◆ Text block:
* Begin *

# dry ferts not dissolving



## johnny70 (13 Feb 2008)

I have been dosing with Potassium Nitrate (KNO3)  Potassium Phosphate (KH2PO4) and GH Booster. I'm mixing;

3tsp KN03
1/2tsp KH2P04
1/2tsp GH Booster
500ml Water

I'm pretty sure that the GH booster is the one NOT dissolving into the water, I have tried tank water, tap water, boiled water, all with the same result, sediment in the bottom of the jar after an hour or two.

Any idea's?

Regards,
JOHNNY 8)


----------



## ceg4048 (13 Feb 2008)

Hi Johnny,
                  I think that's just life with GH Booster. I think it has Iron Sulfate and Magnesium Sulfate in it, both of which have lower solubility than the nitrate and phosphate salts. If I'm dosing GH Booster I normally would just put a pinch in the tank after water change and let it go at that. Maybe someone else has a clever idea. In any case, could you not just shake vigorously and dose the mixture? After a while whatever you dosed will dissolve.

Cheers,


----------



## johnny70 (13 Feb 2008)

Ok, cool, I just shake the mix and dose, doesn't seem to be a problem, just wondered why it was doing it.

* End *

◆ Available data:
* Begin *

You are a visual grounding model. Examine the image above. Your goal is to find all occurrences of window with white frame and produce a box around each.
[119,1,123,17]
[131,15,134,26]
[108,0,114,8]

* End *

◆ Written problem A: Extract the stretch of the forum thread on undissolved dry fertilizers from "# dry ferts" through "hour or two.".
◆ Written problem B: Check these statements against the forum thread on undissolved dry fertilizers, answering yes or no for each and quoting the deciding words: (i) johnny70 mixes his fertilizers in 500ml of water; (ii) ceg4048 says the nitrate and phosphate salts are less soluble than the salts in GH Booster; (iii) johnny70 reports that shaking the mix and dosing it causes a problem.
◆ Written problem C: Proceed with the forum thread on undissolved dry fertilizers, picking up after its final post.
The data that comes after the thread is separate material from it.

◆ Final answer A:
# dry ferts not dissolving



## johnny70 (13 Feb 2008)

I have been dosing with Potassium Nitrate (KNO3)  Potassium Phosphate (KH2PO4) and GH Booster. I'm mixing;

3tsp KN03
1/2tsp KH2P04
1/2tsp GH Booster
500ml Water

I'm pretty sure that the GH booster is the one NOT dissolving into the water, I have tried tank water, tap water, boiled water, all with the same result, sediment in the bottom of the jar after an hour or two.

◆ Final answer B: (i) Yes: "500ml Water". (ii) No: "both of which have lower solubility than the nitrate and phosphate salts". (iii) No: "doesn't seem to be a problem".

◆ Final answer C:
Cheers,
JOHNNY


----------



## Ed Seeley (13 Feb 2008)

I always have problems with the Equilibrium I use with my RO water dissolving very slowly, however I find that RO Right dissolves almost instantly so you could switch to that from your GH booster.


----------



## johnny70 (13 Feb 2008)

TBH I'm not even sure I'll keep adding it, I was adding it after advice from here, I could dose MgS04 instead. We have very  soft water(0/1kh)
Whats RO Right?

Cheers,
JOHNNY


----------



## Ed Seeley (13 Feb 2008)

See here

RO Right's a powder to remineralise RO water.  Bascially it adds magnesium, calcium and a few other things.  Basically it does the same as your GH booster.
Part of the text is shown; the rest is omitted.